**TEXTO DE ESTUDO:**
────────────────────────────────────────
O desmatamento era ilegal. “Se ele (fazendeiro) tinha licença para derrubar 50 alqueires, tirava 100, 200”, lembra Raimundo.
Ele conta que, até aquele dia, passo por muitas fazendas, onde conviveu com condições sanitárias precárias, ameaças e vigilância, além do não pagamento por parte dos serviços prestados. “Quando eu chegava em uma fazenda que eu percebia ameaça, eu fugia, às vezes de madrugada. Eu falava com meus companheiros ‘vocês vêm comigo? Muitos tinham medo e ficavam’”, recorda.
O trabalhador narra que não reconhecia que o que ele passava, banhando em córregos onde gado bebia água “barrenta”, entre outros dissabores, era trabalho análogo à escravidão.
Raimundo foi localizado em uma fazenda por auditores fiscais do trabalho. Em um lugar de difícil acesso, a cerca de 70 km da cidade. “Eles anotaram nosso nome e disseram para a gente: ‘vocês fiquem aqui, nós vamos até a cidade buscar um ônibus para levar vocês’”.
Em seguida, após os fiscais darem as costas para o local, o fazendeiro deixou o ponto onde se escondia, em uma mata, e prometeu pagamento a eles.
Parte do grupo aceitou e foi induzido a caminhar na mata, já tarde da noite. “Eu estava com dengue, com muita dor no corpo”, lembra Raimundo. Eles foram levados para a cidade, onde o fazendeiro iria, em pouco tempo, pagar os direitos deles. No entanto, isto não ocorreu.
────────────────────────────────────────
**DADOS FORNECIDOS:**

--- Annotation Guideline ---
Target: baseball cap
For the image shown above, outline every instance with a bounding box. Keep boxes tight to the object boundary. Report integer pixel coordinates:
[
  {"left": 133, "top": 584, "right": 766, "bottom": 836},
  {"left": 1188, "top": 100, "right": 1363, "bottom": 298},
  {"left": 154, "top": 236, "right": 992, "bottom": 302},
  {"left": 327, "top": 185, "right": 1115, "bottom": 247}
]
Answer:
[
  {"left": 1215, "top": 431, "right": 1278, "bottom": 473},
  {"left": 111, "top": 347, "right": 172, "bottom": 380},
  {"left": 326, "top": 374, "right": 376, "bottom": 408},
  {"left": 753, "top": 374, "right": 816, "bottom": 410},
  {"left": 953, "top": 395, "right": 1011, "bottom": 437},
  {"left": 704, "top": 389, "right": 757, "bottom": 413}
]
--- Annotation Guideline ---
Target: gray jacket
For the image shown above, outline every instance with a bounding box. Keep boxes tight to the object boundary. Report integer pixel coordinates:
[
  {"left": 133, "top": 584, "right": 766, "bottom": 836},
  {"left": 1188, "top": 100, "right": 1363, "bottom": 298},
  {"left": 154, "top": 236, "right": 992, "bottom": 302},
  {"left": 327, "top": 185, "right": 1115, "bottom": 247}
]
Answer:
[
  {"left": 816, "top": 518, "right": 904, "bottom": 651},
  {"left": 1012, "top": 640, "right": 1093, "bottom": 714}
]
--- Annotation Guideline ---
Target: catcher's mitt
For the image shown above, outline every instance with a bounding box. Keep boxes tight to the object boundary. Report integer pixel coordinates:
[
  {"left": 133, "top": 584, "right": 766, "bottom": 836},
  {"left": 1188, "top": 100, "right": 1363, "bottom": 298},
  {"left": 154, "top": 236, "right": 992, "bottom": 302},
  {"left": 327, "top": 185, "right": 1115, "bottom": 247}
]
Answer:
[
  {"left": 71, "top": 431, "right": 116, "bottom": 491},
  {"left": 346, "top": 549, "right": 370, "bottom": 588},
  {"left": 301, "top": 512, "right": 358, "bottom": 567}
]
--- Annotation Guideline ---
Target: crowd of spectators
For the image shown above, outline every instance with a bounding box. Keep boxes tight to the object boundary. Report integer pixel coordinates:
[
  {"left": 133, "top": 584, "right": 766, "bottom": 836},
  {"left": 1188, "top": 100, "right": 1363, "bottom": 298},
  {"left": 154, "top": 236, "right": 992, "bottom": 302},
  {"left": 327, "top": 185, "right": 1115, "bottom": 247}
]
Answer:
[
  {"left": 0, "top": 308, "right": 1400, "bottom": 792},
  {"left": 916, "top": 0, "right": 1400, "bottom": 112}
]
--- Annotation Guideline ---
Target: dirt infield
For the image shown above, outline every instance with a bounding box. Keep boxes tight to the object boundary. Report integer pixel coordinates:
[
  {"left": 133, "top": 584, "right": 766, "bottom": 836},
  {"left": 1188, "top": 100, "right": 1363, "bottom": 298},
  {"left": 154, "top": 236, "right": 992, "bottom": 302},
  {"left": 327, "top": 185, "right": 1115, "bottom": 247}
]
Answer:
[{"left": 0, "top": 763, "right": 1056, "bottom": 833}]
────────────────────────────────────────
**QUESTÕES DE ESTUDO:**
**a)** Segundo o texto de estudo, a que distância da cidade ficava a fazenda onde os auditores fiscais localizaram Raimundo?
**b)** Enumere todas as situações que, de acordo com o texto de estudo, Raimundo enfrentou nas muitas fazendas por onde passou.
**c)** Reproduza o trecho do texto de estudo entre "Parte do grupo" e "isto não ocorreu.", inclusive.

**RESPOSTAS POR QUESTÃO:**
**a)** A cerca de 70 km da cidade.

**b)** Condições sanitárias precárias, ameaças, vigilância e o não pagamento pelos serviços prestados.

**c)**
Parte do grupo aceitou e foi induzido a caminhar na mata, já tarde da noite. “Eu estava com dengue, com muita dor no corpo”, lembra Raimundo. Eles foram levados para a cidade, onde o fazendeiro iria, em pouco tempo, pagar os direitos deles. No entanto, isto não ocorreu.